* **WRITTEN REQUEST**: Output every entry exactly, from the first line to the last.

## Begin SUPPLIED RECORDS

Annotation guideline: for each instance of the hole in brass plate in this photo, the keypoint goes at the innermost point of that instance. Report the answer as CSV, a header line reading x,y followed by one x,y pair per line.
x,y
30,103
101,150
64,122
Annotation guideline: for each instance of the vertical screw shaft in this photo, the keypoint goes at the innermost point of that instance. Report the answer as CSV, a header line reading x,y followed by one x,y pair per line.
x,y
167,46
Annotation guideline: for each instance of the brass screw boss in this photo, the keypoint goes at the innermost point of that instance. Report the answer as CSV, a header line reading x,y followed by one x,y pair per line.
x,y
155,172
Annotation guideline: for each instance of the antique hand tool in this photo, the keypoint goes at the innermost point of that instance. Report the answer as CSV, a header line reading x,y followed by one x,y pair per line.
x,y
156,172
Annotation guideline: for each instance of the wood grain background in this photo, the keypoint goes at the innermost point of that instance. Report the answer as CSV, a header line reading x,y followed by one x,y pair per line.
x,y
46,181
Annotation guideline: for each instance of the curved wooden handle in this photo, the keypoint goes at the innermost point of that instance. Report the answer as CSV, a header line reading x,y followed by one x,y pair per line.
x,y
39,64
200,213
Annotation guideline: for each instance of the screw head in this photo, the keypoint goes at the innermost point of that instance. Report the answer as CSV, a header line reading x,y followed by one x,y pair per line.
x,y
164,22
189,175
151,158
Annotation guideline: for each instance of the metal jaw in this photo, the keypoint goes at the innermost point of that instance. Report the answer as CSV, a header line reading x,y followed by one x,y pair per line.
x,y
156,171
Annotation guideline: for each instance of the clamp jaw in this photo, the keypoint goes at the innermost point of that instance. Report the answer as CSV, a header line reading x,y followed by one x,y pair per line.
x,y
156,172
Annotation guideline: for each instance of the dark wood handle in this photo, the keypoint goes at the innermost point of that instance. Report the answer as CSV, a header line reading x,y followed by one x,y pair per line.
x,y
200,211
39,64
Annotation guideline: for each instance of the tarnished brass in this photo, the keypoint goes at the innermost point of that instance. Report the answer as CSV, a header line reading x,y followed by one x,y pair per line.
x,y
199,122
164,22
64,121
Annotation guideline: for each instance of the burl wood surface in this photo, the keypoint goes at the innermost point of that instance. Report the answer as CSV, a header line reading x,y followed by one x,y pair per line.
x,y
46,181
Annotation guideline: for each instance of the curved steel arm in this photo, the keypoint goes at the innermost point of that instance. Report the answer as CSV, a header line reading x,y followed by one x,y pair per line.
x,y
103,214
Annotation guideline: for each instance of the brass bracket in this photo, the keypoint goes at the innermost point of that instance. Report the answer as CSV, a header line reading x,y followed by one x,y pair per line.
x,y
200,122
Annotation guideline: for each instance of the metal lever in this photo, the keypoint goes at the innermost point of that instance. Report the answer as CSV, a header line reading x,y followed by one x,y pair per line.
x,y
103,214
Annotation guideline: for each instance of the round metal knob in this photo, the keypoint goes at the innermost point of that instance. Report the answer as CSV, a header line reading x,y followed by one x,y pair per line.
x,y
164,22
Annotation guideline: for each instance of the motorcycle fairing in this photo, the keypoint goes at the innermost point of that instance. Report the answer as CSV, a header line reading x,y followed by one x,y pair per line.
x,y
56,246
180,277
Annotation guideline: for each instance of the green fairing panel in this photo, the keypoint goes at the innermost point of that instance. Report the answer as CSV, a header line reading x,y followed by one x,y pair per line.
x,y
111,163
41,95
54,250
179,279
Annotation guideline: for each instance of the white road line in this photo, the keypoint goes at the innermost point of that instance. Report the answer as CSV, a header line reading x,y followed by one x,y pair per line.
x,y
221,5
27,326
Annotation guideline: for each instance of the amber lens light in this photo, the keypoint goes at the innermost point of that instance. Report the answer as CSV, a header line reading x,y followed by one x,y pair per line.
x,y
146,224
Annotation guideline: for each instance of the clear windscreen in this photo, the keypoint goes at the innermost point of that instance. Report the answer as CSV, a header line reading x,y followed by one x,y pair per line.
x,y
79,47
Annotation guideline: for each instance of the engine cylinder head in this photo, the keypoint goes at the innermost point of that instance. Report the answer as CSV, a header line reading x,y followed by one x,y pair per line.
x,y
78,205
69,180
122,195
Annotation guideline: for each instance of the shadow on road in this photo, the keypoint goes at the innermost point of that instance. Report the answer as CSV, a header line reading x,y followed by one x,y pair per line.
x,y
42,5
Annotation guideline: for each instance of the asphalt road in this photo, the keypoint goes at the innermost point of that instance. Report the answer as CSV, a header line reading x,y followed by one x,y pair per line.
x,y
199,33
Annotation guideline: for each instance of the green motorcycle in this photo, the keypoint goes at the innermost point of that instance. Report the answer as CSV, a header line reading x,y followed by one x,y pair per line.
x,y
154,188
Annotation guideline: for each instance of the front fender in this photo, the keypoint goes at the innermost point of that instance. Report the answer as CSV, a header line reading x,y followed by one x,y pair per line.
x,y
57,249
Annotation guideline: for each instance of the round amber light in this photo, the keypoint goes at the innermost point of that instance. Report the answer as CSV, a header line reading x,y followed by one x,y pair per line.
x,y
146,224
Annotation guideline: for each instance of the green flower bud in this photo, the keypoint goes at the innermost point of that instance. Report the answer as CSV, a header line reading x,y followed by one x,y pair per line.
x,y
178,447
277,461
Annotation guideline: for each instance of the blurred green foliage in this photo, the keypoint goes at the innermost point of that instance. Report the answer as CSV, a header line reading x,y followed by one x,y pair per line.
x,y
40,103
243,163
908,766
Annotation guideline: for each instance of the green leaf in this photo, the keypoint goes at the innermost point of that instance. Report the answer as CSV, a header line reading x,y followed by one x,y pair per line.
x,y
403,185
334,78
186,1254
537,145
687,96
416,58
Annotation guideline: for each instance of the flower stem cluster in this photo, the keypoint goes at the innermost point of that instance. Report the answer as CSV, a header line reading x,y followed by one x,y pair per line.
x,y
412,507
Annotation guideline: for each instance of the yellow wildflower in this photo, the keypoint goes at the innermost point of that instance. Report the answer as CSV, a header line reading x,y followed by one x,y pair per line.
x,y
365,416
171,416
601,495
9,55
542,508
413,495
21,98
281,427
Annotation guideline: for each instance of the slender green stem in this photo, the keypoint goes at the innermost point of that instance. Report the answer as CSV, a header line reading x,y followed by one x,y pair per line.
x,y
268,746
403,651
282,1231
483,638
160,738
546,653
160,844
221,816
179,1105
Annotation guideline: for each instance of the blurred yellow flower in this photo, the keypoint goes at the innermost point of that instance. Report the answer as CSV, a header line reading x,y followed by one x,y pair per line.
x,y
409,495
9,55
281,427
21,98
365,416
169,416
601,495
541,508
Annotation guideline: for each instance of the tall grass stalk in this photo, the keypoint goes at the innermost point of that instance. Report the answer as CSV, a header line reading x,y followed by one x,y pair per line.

## End SUPPLIED RECORDS

* **CORRECT ANSWER**:
Annotation guideline: for each instance of the hole in brass plate in this photo, the keypoint goes at the innermost point of that instance. Report the answer as CSV, a header line reading x,y followed by one x,y pair per line.
x,y
30,103
101,150
64,122
Annotation guideline: for each instance of the vertical screw shaft in this photo, the keypoint goes at the innermost point of that instance. Report the answer as CSV, a header line reading x,y followed by one x,y pair per line.
x,y
167,46
Annotation guideline: for each instance of the brass screw boss in this photo, the keypoint goes at the innermost point of that instance. Report the answer as CSV, a header line reading x,y followed by one x,y pair per line.
x,y
155,172
Annotation guideline: for each instance of the antique hand tool in this photo, the keypoint goes at the innermost point of that instance. Report the answer as CSV, a header line reading x,y followed by one x,y pair per line.
x,y
156,172
Annotation guideline: for each instance of the wood grain background in this photo, the keypoint goes at the innermost point of that instance. Report the answer as CSV, a header line reading x,y followed by one x,y pair per line.
x,y
46,181
Annotation guideline: for each instance of the curved wooden handle in this photo, the keypoint goes at the innermost point of that instance. Report the answer as CSV, a header line reading x,y followed by one x,y pair per line.
x,y
39,64
200,213
Annotation guideline: for each instance of the screw head in this photo, the keypoint goes at the innermost point of that instance. Report the answer as CSV, a header line reading x,y followed by one x,y pair per line.
x,y
164,22
189,175
151,158
Annotation guideline: for each instance of the metal jaw in this photo, the keypoint goes at the innermost point of that instance. Report the answer as CSV, a header line reading x,y followed by one x,y pair per line.
x,y
156,171
Annotation guideline: for each instance of the clamp jaw in this photo, the keypoint goes at the innermost point of that instance. Report the answer as CSV, a header line reading x,y followed by one x,y pair per line.
x,y
156,172
Annotation guideline: for each instance of the dark wood handle in this photo, the keypoint goes at the innermost point of that instance. Report the answer as CSV, a header line reading x,y followed by one x,y pair per line.
x,y
200,211
39,64
Annotation guideline: for each instance of the tarnished brass in this photo, the keypoint goes at the innermost point of that instance. Report the answer as CSV, a header line reading x,y followed by one x,y pair per line.
x,y
199,122
164,22
64,121
Annotation guideline: for each instance of the burl wood surface in this photo, the keypoint goes at the innermost point of that instance. Report the answer as CSV, a header line reading x,y followed by one x,y pair per line.
x,y
46,181
Annotation guideline: for each instance of the curved steel arm in this photo, the keypoint goes at the innermost point of that instance. Report the answer as CSV, a header line reading x,y followed by one x,y pair per line.
x,y
103,214
Annotation guideline: for each instance of the brass bracket in this photo, the keypoint goes at the innermost point of that instance. Report the answer as CSV, a header line reading x,y followed by one x,y pair per line.
x,y
200,122
Annotation guideline: for each instance of the metal lever in this photo, the keypoint goes at the innermost point of that instance. Report the answer as CSV, a header line reading x,y followed by one x,y pair per line.
x,y
103,214
Annotation guideline: for each instance of the round metal knob in this photo, the keypoint goes at the innermost point of that instance. Report the answer as CSV, a header line reading x,y followed by one x,y pair per line.
x,y
164,22
Annotation guideline: for each instance of the motorcycle fairing in this photo, the keypoint goes at the innermost point of that instance. Report the answer as CSV, a header line reading x,y followed by one x,y pair per line.
x,y
56,246
180,277
Annotation guideline: for each instance of the green fairing panel in this photo, the keypoint goes at the innermost point of that instance. Report the answer as CSV, a header line reading x,y followed by one x,y pair per line.
x,y
111,163
41,95
54,250
179,279
Annotation guideline: for each instance of the white road line in this photo, the keypoint goes at the innermost point of that instance. Report the answer as CSV, a header line reading x,y followed by one x,y pair per line.
x,y
221,5
27,326
Annotation guideline: for each instance of the amber lens light in this photo, the keypoint goes at the innermost point of that instance. Report the answer as CSV, a header line reading x,y followed by one x,y pair per line.
x,y
146,224
Annotation guideline: for each instance of the clear windscreen in this photo, the keypoint goes at the innermost point of that instance. Report the answer as CSV, a header line reading x,y followed by one x,y pair per line.
x,y
79,47
Annotation guideline: for each instance of the engine cylinder head in this photo, the keypoint goes at the innermost point of that instance. Report the answer as CSV, a header line reading x,y followed by one x,y pair per line.
x,y
78,205
69,180
122,195
Annotation guideline: for each instance of the shadow on road in this photo, the keypoint goes at the innermost point of that instance. Report the answer as CSV, a header line reading x,y followed by one x,y pair per line.
x,y
42,5
Annotation guideline: for each instance of the asphalt road in this photo, the keypoint goes at the innermost point of that instance. Report the answer as CSV, a header line reading x,y followed by one x,y pair per line.
x,y
199,33
Annotation guideline: for each instance of the green motorcycle in this photo, the keypoint goes at the innermost point of that instance. Report the answer as CSV, a header line reading x,y followed by one x,y pair per line.
x,y
154,188
Annotation guideline: for each instance of the front fender in this photo, the keypoint goes at the innermost point of that instance. Report the answer as CSV, a header line reading x,y followed by one x,y pair per line.
x,y
57,249
Annotation guideline: for each instance of the round amber light in this photo, the keypoint goes at the innermost point of that instance. Report the answer as CSV, a header line reading x,y followed by one x,y pair per line.
x,y
146,224
Annotation guideline: for each instance of the green flower bud in this photo, the keypoint goes at the innermost point of that instance. Report the answer as CSV, a header line reading x,y followed by one x,y pair per line.
x,y
178,447
277,461
Annotation guideline: for each instance of the blurred green foliage in this photo, the keypoint goes at the innermost point of that instance. Report the answer as CSV, a header line reading x,y followed by one x,y pair per line.
x,y
40,103
243,163
908,766
Annotation guideline: for each instance of the green leaf in this photo, the keypoint goes at the innermost point of that instance. Report the answer as CSV, a header line reading x,y followed by one x,y pair per line.
x,y
403,185
334,78
186,1254
537,145
687,96
416,58
Annotation guideline: for each instance of the flower stem cluster in this photo, the keypoint goes at the innermost point of that instance. Report the answer as CSV, a header line reading x,y followed by one x,y pair per line.
x,y
412,507
Annotation guideline: for each instance of the yellow wildflower in this photo, the keypoint goes at the innermost point of that instance. Report the answer as CSV, a header line reading x,y followed by one x,y pair per line.
x,y
365,416
171,416
601,495
9,55
542,508
413,495
21,98
281,427
Annotation guideline: for each instance of the slender green stem in this photo, the keypoint goes at the innermost point of that instance. Report the answer as CSV, a header line reading x,y followed by one x,y pair per line.
x,y
268,746
403,651
282,1231
483,638
160,738
546,653
160,844
221,816
179,1105
Annotation guideline: for each instance of the blurred yellow flower in this photo, the keypoint goes at the innermost point of that instance. Report the answer as CSV, a header line reading x,y followed by one x,y pair per line.
x,y
409,495
9,55
281,427
21,98
365,416
169,416
601,495
541,508
Annotation guideline: for each instance of the tall grass stalk in this photo, the keypoint goes at the innermost point of that instance. Report the answer as CSV, a header line reading x,y followed by one x,y pair per line.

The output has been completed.